**DESCRIPTION OF THE TASK**
Set out all of the material below as a numbered list, leaving out any blank lines.

**DATA SECTION**

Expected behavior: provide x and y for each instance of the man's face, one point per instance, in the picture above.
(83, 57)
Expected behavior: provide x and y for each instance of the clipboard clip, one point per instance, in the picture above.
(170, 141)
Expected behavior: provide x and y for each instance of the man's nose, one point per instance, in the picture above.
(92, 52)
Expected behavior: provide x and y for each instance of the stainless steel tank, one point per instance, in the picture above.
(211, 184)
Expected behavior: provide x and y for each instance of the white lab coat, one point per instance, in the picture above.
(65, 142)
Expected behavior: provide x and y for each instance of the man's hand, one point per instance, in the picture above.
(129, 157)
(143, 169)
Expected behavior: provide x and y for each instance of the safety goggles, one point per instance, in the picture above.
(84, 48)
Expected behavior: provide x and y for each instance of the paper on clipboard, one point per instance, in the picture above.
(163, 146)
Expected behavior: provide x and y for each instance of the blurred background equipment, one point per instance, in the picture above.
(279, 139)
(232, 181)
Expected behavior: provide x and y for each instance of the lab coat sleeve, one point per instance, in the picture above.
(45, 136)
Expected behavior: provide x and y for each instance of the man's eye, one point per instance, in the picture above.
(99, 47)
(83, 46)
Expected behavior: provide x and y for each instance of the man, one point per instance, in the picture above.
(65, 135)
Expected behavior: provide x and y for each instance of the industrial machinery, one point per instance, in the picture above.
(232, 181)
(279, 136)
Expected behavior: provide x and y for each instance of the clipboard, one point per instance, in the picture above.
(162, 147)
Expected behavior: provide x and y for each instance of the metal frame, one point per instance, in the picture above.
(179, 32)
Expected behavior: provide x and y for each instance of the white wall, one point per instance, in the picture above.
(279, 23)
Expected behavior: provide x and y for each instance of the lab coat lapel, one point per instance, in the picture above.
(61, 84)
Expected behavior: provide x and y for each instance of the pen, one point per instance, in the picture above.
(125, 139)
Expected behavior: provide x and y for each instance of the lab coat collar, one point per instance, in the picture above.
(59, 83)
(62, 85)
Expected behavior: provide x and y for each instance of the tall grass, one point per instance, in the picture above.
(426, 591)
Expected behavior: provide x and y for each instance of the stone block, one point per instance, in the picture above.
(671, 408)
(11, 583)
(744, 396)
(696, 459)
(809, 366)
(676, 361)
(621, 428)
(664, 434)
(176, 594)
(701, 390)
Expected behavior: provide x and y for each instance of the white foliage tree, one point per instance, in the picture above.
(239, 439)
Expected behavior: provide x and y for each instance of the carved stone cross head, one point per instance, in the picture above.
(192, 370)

**THE REPLY**
1. Expected behavior: provide x and y for each instance of the man's face, one point per instance, in the picture above.
2. (83, 57)
3. Expected behavior: provide x and y for each instance of the clipboard clip, one point per instance, in the picture above.
4. (170, 141)
5. Expected behavior: provide x and y for each instance of the man's nose, one point per instance, in the picture above.
6. (92, 52)
7. Expected behavior: provide x and y for each instance of the stainless steel tank, one point per instance, in the picture above.
8. (211, 184)
9. Expected behavior: provide x and y for each instance of the white lab coat, one point per instance, in the picture above.
10. (65, 142)
11. Expected behavior: provide x and y for each instance of the man's hand, one point per instance, in the picture above.
12. (129, 157)
13. (143, 169)
14. Expected behavior: provide x and y for each instance of the safety goggles, one point per instance, in the picture above.
15. (84, 48)
16. Expected behavior: provide x and y for each instance of the paper on clipboard, one point per instance, in the picture above.
17. (163, 146)
18. Expected behavior: provide x and y for each instance of the blurred background equipment, one point per instance, in the picture above.
19. (279, 139)
20. (232, 181)
21. Expected behavior: provide x and y for each instance of the lab coat sleeve, one point per instance, in the picture above.
22. (45, 136)
23. Expected behavior: provide x and y for each instance of the man's eye, one point per instance, in the picture above.
24. (99, 47)
25. (83, 46)
26. Expected behavior: provide x and y for each instance of the man, one point per instance, in the picture above.
27. (65, 135)
28. Expected behavior: provide x and y for each instance of the industrial machinery, one point per instance, in the picture above.
29. (232, 181)
30. (279, 136)
31. Expected behavior: provide x and y for each instance of the clipboard, one point per instance, in the picture above.
32. (162, 147)
33. Expected behavior: provide x and y for each instance of the metal frame, one point per instance, in the picture above.
34. (179, 32)
35. Expected behavior: provide x and y for each instance of the white wall, one point per instance, in the picture above.
36. (279, 23)
37. Expected behavior: provide x and y for each instance of the lab coat lapel, one point per instance, in the picture above.
38. (61, 84)
39. Expected behavior: provide x and y for each instance of the pen, one point per instance, in the picture above.
40. (125, 139)
41. Expected behavior: provide x and y for each instance of the lab coat collar, one point per instance, in the picture above.
42. (59, 83)
43. (62, 85)
44. Expected behavior: provide x and y for each instance of the tall grass, one point per instance, in the picture above.
45. (426, 591)
46. Expected behavior: provide x and y for each instance of the stone block, one point per instance, in the picture above.
47. (671, 408)
48. (11, 583)
49. (744, 396)
50. (696, 459)
51. (809, 366)
52. (676, 361)
53. (621, 428)
54. (664, 434)
55. (176, 594)
56. (701, 390)
57. Expected behavior: provide x and y for each instance of the white foliage tree, one point per instance, in the picture above.
58. (239, 439)
59. Expected behavior: provide x and y for each instance of the carved stone cross head, one point per instance, in the picture above.
60. (192, 370)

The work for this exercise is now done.